# Too much overhang?



## misho (Jan 7, 2013)

What do you think, too much overhang? Size 10s with Rome Katanas, 0* angle on the back foot. Thanks!


----------



## PlanB (Nov 21, 2014)

I'd say you're fine. You're pretty elevated.


----------



## misho (Jan 7, 2013)

PlanB said:


> I'd say you're fine. You're pretty elevated.


I was thinking the same. I stick out about an inch, or just under, on each side but still have about 60* or so clearance... hopefully that's alright. Appreciate the input, thank you!


----------



## ridinbend (Aug 2, 2012)

Boots definitely appear to have maxed out those bindings. Size 10 boots and medium bindings?


----------



## misho (Jan 7, 2013)

ridinbend said:


> Boots definitely appear to have maxed out those bindings. Size 10 boots and medium bindings?


Yea, size 10 boot and the 2015 Katanas, which only came in one size - M/L. Think it will be an issue?


----------



## SkullAndXbones (Feb 24, 2014)

misho said:


> Yea, size 10 boot and the 2015 Katanas, which only came in one size - M/L. Think it will be an issue?


no. but since they're rome bindings i assume they have the extendable footbed (the bottom padding); it wouldn't hurt to extend the footbeds a little. specifically towards the toe edge


----------



## misho (Jan 7, 2013)

SkullAndXbones said:


> no. but since they're rome bindings i assume they have the extendable footbed (the bottom padding); it wouldn't hurt to extend the footbeds a little. specifically towards the toe edge


Thanks for the suggestion. Looks like I can slide the footpad forward and backward, but it isn't extendable on these. Footpad is itself is labeled "medium". Wonder if they have large ones for these and why they wouldn't have included one. After all it's a M/L binding and supposedly fits up to size 11...

[Task requirements]
Update the overhang thread, starting with "I was thinking" and going on through "(Aug 2, 2012)", so that "room" takes the place of "clearance". The lines that come next are separate material and are not part of the thread above.

(Stored data entries)
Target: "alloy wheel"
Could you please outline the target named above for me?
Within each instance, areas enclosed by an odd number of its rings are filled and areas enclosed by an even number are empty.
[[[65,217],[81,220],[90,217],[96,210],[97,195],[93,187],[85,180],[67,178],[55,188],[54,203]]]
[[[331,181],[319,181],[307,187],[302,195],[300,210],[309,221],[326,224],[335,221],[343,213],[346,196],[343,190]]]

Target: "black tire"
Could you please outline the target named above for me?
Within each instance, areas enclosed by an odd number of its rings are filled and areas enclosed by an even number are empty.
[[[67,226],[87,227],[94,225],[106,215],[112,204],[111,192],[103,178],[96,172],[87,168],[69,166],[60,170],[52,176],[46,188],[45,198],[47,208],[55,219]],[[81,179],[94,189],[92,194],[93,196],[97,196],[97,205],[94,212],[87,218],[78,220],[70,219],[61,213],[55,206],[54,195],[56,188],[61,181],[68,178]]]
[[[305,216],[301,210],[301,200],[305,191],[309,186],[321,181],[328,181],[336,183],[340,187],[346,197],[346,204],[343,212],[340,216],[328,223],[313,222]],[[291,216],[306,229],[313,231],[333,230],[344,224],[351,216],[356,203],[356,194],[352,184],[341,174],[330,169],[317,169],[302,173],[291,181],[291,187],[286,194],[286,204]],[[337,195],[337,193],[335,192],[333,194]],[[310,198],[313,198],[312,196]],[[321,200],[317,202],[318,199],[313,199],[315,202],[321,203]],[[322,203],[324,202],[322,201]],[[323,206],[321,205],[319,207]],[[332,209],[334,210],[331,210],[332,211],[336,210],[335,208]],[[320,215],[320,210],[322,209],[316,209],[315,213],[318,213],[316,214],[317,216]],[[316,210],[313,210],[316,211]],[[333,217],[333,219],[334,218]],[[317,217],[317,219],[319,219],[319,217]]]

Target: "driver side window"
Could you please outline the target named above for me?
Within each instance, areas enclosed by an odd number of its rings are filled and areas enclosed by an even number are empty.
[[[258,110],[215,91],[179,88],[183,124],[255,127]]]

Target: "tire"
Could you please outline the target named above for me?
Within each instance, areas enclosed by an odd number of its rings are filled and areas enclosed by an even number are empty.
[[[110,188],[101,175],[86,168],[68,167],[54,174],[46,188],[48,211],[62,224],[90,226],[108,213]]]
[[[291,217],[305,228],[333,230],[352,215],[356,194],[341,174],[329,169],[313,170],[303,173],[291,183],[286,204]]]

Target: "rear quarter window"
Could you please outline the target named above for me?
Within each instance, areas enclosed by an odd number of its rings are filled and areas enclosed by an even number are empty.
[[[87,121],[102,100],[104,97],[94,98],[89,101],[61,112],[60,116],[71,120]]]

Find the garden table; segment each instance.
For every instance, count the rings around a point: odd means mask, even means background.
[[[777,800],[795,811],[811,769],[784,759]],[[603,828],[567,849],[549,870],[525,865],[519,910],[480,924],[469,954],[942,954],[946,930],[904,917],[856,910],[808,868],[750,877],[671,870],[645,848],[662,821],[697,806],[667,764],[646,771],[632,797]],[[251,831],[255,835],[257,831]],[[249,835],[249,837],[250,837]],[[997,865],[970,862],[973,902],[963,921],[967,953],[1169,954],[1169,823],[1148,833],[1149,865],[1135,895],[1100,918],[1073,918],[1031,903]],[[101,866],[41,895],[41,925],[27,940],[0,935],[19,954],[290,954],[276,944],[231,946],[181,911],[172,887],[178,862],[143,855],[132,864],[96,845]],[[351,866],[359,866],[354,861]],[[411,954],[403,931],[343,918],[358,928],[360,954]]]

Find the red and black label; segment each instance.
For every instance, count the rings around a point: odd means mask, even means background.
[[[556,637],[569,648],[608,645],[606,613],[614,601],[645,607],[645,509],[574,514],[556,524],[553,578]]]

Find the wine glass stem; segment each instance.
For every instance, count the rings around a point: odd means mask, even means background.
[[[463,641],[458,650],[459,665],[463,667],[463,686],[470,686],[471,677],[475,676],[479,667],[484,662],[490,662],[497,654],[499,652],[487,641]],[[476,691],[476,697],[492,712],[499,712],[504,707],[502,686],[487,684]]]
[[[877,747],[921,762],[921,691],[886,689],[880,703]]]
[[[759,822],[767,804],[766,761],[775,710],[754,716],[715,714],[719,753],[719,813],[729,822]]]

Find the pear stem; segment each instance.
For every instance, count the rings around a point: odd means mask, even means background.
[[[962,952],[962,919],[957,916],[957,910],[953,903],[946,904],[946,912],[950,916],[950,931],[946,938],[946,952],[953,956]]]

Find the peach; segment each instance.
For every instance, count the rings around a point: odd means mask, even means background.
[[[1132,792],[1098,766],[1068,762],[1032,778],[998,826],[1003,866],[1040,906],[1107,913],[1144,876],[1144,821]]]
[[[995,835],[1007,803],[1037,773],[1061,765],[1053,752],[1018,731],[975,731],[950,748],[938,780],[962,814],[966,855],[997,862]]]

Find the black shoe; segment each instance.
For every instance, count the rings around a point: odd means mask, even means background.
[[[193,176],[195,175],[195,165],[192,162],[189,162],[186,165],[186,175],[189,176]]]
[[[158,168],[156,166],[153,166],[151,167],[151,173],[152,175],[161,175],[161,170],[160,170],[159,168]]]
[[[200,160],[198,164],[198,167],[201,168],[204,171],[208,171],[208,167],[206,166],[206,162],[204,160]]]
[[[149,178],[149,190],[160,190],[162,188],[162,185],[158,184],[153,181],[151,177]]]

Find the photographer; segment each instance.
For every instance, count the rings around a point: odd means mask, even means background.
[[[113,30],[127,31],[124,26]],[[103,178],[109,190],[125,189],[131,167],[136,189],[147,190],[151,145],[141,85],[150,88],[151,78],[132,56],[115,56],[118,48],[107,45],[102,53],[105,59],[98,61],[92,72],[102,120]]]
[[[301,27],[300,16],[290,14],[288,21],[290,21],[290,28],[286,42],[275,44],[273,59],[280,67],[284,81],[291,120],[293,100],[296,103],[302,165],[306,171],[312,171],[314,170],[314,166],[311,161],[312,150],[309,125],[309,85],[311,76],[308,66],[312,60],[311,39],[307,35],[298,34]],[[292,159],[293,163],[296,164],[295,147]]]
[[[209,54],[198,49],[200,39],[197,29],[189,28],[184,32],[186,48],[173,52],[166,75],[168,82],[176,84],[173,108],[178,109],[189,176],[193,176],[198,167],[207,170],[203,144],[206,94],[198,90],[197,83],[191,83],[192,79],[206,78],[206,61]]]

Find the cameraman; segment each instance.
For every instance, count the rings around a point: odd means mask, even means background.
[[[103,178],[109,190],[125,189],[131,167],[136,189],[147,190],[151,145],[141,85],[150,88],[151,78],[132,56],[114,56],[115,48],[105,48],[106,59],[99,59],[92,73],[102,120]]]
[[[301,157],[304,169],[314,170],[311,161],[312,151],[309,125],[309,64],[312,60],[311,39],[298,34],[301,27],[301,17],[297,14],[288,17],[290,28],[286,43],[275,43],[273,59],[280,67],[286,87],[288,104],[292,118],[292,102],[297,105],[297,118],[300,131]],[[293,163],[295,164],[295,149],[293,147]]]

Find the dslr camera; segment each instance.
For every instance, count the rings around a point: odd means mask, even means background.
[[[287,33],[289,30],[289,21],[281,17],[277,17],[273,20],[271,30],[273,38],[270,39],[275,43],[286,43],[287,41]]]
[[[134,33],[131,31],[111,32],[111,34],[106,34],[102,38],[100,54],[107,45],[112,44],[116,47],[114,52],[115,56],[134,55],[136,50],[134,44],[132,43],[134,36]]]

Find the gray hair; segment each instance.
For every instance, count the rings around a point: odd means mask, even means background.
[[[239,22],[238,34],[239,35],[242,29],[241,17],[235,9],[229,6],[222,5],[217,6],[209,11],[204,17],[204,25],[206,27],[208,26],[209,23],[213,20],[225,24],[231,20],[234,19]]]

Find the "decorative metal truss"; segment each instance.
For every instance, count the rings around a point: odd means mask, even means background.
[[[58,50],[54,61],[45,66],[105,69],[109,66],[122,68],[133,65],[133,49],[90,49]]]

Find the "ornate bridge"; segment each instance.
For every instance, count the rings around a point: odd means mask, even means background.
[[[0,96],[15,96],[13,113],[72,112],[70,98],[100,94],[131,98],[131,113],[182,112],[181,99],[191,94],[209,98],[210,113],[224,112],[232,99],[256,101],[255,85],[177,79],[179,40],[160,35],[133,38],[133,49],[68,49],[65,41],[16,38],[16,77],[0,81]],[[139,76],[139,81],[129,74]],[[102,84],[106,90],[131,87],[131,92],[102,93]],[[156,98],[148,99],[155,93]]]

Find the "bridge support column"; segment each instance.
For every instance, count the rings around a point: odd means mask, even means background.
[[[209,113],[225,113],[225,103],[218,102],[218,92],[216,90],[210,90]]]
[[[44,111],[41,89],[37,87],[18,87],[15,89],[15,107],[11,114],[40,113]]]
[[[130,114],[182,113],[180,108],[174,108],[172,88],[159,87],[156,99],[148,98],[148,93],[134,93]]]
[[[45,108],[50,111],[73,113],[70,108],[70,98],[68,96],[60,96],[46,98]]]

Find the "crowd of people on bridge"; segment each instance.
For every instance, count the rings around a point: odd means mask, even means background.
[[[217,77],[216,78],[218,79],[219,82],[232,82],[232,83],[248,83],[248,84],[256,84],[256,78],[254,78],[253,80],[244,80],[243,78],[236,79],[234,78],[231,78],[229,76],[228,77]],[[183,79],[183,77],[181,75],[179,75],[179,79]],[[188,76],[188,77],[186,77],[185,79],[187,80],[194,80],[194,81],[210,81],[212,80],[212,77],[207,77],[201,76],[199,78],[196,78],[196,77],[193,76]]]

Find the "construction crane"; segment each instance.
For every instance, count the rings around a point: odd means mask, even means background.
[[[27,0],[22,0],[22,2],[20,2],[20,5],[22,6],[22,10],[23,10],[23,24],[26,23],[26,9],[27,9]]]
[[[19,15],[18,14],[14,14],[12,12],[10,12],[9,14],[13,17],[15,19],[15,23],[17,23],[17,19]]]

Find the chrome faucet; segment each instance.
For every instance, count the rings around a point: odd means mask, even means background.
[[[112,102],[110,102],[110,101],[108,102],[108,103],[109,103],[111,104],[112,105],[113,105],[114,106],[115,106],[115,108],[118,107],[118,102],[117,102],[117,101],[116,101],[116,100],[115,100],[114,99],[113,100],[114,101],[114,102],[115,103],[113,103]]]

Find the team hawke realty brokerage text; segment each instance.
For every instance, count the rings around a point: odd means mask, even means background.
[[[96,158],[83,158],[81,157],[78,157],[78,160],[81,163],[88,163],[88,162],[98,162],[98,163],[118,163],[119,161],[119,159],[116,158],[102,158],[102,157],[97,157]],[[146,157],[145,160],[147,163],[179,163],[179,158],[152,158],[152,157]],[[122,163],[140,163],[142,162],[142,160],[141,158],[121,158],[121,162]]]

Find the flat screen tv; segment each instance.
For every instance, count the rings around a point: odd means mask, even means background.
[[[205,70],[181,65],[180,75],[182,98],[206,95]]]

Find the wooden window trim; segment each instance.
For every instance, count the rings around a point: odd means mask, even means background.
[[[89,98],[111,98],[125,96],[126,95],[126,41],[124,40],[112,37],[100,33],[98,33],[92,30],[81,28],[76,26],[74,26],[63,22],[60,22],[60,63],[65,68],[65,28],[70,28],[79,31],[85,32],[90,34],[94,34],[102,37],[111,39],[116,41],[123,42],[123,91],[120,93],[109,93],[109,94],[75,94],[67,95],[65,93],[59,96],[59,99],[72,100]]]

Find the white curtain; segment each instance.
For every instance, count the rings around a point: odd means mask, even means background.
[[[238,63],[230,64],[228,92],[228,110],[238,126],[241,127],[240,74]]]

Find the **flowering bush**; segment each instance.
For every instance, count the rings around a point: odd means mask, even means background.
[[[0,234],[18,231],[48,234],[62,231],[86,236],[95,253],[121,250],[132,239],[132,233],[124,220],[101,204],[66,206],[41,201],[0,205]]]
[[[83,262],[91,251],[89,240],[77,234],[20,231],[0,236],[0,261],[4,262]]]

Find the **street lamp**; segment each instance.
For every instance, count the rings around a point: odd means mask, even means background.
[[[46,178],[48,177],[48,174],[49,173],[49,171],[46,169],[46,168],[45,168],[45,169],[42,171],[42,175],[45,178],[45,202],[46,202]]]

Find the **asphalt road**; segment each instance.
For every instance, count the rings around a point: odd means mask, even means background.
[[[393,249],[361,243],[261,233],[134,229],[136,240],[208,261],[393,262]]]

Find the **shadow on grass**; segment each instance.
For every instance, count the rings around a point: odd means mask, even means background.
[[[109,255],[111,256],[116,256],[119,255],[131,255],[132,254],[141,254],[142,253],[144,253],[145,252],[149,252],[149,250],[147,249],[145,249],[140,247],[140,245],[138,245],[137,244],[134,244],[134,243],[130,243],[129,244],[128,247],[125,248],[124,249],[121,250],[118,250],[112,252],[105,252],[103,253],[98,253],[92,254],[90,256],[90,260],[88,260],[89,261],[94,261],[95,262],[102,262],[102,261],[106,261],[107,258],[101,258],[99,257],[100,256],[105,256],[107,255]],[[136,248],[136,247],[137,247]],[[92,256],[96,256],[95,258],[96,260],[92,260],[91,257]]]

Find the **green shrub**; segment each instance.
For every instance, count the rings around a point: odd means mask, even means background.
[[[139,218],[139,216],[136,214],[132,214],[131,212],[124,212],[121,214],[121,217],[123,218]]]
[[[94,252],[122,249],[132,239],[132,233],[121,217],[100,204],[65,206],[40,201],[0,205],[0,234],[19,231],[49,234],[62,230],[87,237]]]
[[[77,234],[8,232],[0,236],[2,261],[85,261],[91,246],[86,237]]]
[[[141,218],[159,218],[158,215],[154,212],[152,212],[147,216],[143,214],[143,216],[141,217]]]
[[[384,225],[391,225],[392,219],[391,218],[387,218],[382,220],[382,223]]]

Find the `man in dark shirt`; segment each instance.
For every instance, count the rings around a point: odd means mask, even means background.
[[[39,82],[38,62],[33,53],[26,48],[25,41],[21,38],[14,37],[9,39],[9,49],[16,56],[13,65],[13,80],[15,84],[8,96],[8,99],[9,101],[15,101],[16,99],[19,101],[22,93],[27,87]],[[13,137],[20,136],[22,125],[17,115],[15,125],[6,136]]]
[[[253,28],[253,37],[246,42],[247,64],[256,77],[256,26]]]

[The solution]
I was thinking the same. I stick out about an inch, or just under, on each side but still have about 60* or so room... hopefully that's alright. Appreciate the input, thank you!


----------



## ridinbend (Aug 2, 2012)